Provided passage →
-*-
Metairie's Cenacle Retreat House closing in 2013; property to be sold
The Cenacle Retreat House in Metairie plans to close in 2013, and the property will be sold (Photo by The Times-Picayune archive)
“It’s a deep sorrow for me, as it is for many people,” Sister Rose Hoover, the Metairie Cenacle’s superior, said Monday.
Since it opened in 1958 at 5500 St. Mary Street, the Cenacle has functioned as a lakefront escape for thousands of people, mostly women, who visit its grounds of magnolia, live oak and white crepe myrtle trees for weekend retreats, daily programs and individual spiritual direction. The property includes 52 guest rooms, a chapel, meeting hall, library, dining room and parlors, as well as the convent.
“Usually people kind of get into a rhythm of making a yearly retreat,” said Sister Gloria Haagensen, the ministry coordinator.
-*-
Given data →
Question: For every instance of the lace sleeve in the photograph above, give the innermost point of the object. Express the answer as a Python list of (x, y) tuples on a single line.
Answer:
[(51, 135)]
-*-
What this task involves →
Using the article on the Cenacle Retreat House, please decide whether each statement agrees with it: (a) The Cenacle opened in 1958. (b) The property has 60 guest rooms. (c) Sister Gloria Haagensen is the Metairie Cenacle's superior. Answer yes or no for each, quoting the words of the text that decide it.

Result for this exercise →
(a) Yes: "Since it opened in 1958 at 5500 St. Mary Street"
(b) No: "The property includes 52 guest rooms"
(c) No: "Sister Rose Hoover, the Metairie Cenacle’s superior"